**Document**
For a typical door installation using 8-12 shims, we’re talking about a $2-3 difference between wood and plastic. Factor in a callback to fix a failed installation and you’re looking at wasted time, travel costs, and reputation damage. That $2 savings becomes a $200-500 mistake.

My rule: Use plastic shims anytime there’s even a slight chance of moisture. The small upfront cost prevents much larger problems later.

How to Install Shims: Proper Technique Step by Step

The actual mechanics of shimming look simple: tap a wedge into a gap. But there’s real technique here that separates work that lasts from installations that fail.

Identify What Needs Adjustment

Before grabbing any shims, use a quality level to determine exactly what’s off. Is your door frame leaning? Which direction? By how much? Is the cabinet sitting low on one corner or tilted front-to-back?

I’ve seen people start shimming without knowing what they’re correcting. They end up over-correcting and making things worse. Take time to measure first.

Position the Shim Correctly

Insert the shim narrow end first into the gap. The tapered design means the further you push it in, the more it fills the space and lifts or levels the object.

For shim construction with door frames, place shims at each hinge location and at the latch side. Space them every 12-16 inches along the jamb height. This distributes stress evenly and prevents bowing.

For cabinets, start at the highest point on the floor. Every floor slopes somewhere. Shim the lowest areas until everything reads level. Check both front-to-back and side-to-side.

Use Gentle Tapping, Not Pounding

Use a hammer or rubber mallet to gently tap the shim into position. The key word is gentle. You want the shim snug enough that it won’t slip, but not so tight that it bows the frame or lifts the object too much.

**Data**

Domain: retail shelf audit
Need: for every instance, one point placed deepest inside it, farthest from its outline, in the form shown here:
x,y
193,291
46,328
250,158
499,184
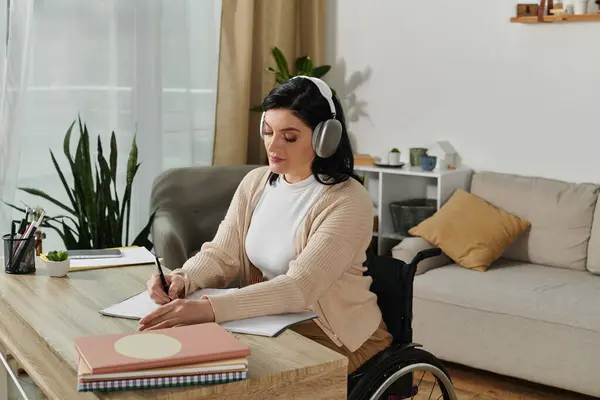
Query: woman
x,y
296,233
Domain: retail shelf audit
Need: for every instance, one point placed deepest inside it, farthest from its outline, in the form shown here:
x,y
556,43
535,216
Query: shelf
x,y
553,18
408,170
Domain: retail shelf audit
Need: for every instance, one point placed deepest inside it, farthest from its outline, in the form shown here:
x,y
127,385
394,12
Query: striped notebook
x,y
161,382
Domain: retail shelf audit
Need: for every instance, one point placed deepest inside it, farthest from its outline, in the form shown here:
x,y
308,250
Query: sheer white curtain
x,y
138,67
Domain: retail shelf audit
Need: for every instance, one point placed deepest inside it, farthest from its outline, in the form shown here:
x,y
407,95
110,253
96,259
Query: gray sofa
x,y
535,314
190,204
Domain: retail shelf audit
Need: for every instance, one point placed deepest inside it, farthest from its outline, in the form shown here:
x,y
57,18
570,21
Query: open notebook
x,y
140,304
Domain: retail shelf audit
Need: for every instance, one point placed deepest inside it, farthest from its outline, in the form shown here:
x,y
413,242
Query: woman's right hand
x,y
157,293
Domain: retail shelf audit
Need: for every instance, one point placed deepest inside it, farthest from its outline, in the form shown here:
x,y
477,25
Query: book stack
x,y
182,356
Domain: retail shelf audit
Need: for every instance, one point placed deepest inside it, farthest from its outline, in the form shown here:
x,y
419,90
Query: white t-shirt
x,y
279,212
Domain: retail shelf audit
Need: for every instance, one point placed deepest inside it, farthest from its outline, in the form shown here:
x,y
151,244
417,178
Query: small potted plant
x,y
394,157
57,263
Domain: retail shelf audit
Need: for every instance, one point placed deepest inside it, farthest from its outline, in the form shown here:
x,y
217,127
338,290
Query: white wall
x,y
510,97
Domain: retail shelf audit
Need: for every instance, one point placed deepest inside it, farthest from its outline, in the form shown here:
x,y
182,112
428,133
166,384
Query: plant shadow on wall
x,y
98,218
355,109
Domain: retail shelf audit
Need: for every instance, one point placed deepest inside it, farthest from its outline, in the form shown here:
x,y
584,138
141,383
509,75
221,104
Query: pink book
x,y
159,348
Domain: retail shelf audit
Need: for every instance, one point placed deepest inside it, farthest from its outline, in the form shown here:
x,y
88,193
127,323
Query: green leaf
x,y
300,63
320,71
15,207
70,241
60,233
39,193
63,180
67,142
131,163
281,62
113,157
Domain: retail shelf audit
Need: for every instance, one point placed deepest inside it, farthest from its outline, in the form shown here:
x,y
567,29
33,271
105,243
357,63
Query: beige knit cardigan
x,y
326,276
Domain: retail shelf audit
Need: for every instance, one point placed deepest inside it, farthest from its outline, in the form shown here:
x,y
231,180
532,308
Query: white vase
x,y
58,268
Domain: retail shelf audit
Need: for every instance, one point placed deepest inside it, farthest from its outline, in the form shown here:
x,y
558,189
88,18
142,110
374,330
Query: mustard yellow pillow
x,y
471,231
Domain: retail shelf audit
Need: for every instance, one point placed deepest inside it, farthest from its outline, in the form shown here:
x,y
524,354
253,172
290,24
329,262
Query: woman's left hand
x,y
178,312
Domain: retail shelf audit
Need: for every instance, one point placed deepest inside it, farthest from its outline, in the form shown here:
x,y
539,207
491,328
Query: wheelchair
x,y
398,371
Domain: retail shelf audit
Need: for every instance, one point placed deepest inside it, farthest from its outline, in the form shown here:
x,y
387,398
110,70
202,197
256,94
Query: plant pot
x,y
393,158
581,6
58,268
415,155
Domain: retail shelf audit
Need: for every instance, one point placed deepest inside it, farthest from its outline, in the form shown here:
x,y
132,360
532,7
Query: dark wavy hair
x,y
303,99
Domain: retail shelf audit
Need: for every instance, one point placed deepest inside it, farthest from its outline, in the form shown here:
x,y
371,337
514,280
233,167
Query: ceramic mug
x,y
580,6
415,156
58,268
428,162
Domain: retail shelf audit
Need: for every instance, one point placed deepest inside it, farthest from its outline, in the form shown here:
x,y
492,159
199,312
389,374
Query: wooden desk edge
x,y
23,343
39,360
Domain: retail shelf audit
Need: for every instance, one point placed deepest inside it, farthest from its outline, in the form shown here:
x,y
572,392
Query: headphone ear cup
x,y
326,137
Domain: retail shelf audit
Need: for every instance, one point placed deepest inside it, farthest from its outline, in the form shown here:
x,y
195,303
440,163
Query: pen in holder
x,y
19,255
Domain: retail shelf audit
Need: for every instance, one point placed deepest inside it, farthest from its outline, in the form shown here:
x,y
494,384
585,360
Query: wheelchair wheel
x,y
417,375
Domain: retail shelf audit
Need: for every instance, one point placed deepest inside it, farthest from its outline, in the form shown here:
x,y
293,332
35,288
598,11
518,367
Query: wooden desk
x,y
41,315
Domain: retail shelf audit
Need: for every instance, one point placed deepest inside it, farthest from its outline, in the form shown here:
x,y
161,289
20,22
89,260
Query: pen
x,y
162,277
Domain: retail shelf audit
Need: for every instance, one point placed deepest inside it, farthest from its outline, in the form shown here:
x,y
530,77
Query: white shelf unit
x,y
387,185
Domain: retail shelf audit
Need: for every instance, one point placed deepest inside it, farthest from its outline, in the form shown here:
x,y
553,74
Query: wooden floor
x,y
470,384
473,384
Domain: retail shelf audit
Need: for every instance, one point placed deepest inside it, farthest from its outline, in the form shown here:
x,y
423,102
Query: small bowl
x,y
428,163
58,268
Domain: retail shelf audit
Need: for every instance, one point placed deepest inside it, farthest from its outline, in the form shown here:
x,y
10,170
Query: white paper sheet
x,y
139,305
131,256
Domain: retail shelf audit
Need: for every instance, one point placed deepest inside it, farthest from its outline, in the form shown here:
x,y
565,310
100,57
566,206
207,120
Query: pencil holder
x,y
19,255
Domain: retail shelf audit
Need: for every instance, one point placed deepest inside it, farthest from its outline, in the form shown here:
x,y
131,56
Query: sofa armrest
x,y
408,248
171,238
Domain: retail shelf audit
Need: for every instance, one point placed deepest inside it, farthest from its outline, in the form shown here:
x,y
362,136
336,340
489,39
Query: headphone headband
x,y
327,134
324,89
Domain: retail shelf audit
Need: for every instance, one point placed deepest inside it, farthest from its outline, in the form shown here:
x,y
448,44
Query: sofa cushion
x,y
593,261
552,354
553,295
470,231
560,214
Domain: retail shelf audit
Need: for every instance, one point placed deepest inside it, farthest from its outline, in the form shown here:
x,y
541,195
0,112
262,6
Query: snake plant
x,y
303,66
96,218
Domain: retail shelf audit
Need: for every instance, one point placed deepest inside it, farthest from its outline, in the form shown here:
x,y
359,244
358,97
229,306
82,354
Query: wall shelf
x,y
553,18
393,184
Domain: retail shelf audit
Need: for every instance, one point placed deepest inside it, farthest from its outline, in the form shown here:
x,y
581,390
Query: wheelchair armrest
x,y
408,248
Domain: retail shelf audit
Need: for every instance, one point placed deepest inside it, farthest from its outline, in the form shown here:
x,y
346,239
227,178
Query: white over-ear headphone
x,y
327,134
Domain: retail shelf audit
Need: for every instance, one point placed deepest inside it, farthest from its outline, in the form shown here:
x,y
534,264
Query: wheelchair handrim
x,y
438,373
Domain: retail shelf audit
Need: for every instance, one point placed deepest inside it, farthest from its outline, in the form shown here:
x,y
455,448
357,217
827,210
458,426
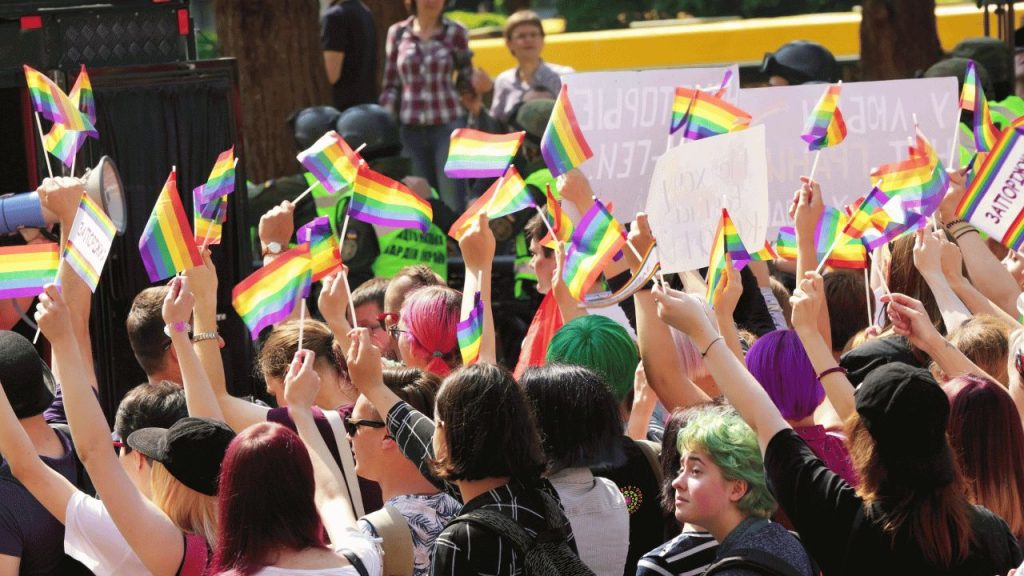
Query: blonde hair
x,y
189,510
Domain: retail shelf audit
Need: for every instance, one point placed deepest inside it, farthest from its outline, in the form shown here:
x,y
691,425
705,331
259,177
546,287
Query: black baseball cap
x,y
26,378
192,450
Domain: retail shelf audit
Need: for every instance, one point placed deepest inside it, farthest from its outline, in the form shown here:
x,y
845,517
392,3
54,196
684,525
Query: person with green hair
x,y
721,487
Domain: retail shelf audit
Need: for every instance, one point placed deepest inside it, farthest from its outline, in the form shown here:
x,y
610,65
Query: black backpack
x,y
548,554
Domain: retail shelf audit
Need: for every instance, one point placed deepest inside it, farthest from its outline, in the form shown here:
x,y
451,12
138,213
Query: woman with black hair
x,y
483,448
582,428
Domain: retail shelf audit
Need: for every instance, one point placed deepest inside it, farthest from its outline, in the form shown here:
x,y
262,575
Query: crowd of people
x,y
805,424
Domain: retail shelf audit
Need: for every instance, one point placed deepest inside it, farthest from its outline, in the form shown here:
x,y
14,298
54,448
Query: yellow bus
x,y
741,41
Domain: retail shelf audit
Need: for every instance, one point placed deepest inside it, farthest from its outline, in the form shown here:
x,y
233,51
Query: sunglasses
x,y
352,425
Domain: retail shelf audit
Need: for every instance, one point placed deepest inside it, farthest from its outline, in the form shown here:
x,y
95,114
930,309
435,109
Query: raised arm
x,y
807,302
199,396
686,313
151,533
301,386
477,247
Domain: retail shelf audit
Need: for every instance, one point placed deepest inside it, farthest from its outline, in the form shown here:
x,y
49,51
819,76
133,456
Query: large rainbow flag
x,y
563,146
510,198
595,242
270,293
26,270
323,247
333,162
167,244
380,200
825,126
473,154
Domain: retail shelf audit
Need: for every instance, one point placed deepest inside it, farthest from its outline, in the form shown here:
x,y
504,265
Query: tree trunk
x,y
281,71
898,38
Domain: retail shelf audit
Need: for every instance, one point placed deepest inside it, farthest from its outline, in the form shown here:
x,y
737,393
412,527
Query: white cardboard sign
x,y
690,184
625,116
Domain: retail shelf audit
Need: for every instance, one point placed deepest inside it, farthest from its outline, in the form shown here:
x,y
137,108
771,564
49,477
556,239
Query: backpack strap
x,y
346,461
754,560
355,562
397,539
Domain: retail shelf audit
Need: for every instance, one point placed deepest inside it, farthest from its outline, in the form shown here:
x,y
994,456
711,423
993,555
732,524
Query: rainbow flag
x,y
89,242
324,251
509,199
473,154
470,332
561,224
270,293
379,200
563,146
706,115
26,270
208,217
334,163
49,99
596,240
221,180
825,127
973,98
167,244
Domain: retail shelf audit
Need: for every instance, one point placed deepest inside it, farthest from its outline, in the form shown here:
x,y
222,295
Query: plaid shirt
x,y
488,553
419,73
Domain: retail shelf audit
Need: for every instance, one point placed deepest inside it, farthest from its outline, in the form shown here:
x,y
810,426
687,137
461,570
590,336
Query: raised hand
x,y
301,381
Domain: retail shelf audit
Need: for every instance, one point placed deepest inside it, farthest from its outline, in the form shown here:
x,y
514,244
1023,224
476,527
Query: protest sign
x,y
994,202
879,119
690,186
625,116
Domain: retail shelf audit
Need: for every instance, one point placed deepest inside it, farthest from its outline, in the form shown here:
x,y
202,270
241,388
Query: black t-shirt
x,y
348,27
830,520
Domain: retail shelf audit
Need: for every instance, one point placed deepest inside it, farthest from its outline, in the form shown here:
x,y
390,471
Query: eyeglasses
x,y
352,425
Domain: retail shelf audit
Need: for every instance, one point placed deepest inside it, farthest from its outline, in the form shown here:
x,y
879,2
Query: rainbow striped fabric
x,y
333,162
973,98
379,200
167,244
561,224
470,332
221,180
508,199
596,240
208,217
700,115
26,270
269,294
49,100
473,154
323,247
89,242
825,127
563,146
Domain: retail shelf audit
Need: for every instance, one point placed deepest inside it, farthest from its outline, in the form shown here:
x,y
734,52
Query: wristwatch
x,y
272,248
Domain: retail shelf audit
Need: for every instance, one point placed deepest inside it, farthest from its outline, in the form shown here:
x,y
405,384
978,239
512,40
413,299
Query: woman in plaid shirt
x,y
422,55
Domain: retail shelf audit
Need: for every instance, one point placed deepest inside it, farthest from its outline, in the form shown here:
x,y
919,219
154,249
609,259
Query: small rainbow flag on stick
x,y
49,100
333,162
510,198
26,270
825,126
470,332
167,244
221,180
563,146
270,293
598,238
89,242
323,247
379,200
473,154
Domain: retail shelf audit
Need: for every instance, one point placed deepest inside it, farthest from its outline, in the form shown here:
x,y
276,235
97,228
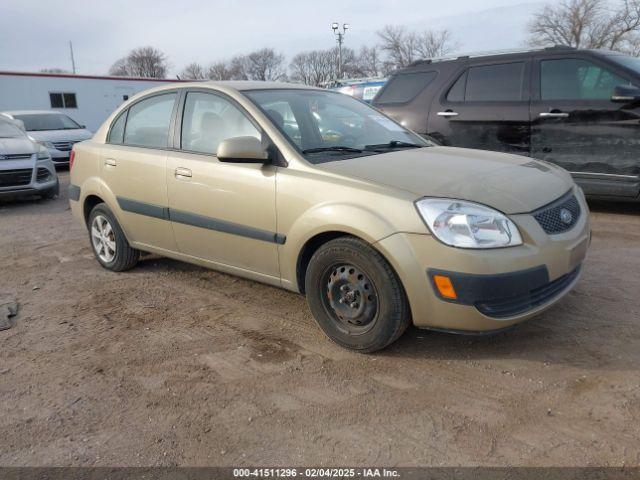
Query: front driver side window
x,y
575,79
209,119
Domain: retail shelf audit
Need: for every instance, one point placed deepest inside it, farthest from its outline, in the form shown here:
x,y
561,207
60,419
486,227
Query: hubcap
x,y
351,298
103,239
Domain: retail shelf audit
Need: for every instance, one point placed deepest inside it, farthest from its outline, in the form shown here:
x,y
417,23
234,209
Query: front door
x,y
575,124
486,107
221,212
134,167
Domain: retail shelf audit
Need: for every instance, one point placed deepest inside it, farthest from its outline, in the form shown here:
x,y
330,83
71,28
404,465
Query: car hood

**To do**
(1) Reproduce the shim guide word for word from "For cabinets, start" to "object too much.".
(2) According to the shim guide, how far apart should shims be spaced along the jamb height of a door frame?
The rows come from a different source than the shim guide.

**Solutions**
(1)
For cabinets, start at the highest point on the floor. Every floor slopes somewhere. Shim the lowest areas until everything reads level. Check both front-to-back and side-to-side.

Use Gentle Tapping, Not Pounding

Use a hammer or rubber mallet to gently tap the shim into position. The key word is gentle. You want the shim snug enough that it won’t slip, but not so tight that it bows the frame or lifts the object too much.

(2) Every 12-16 inches.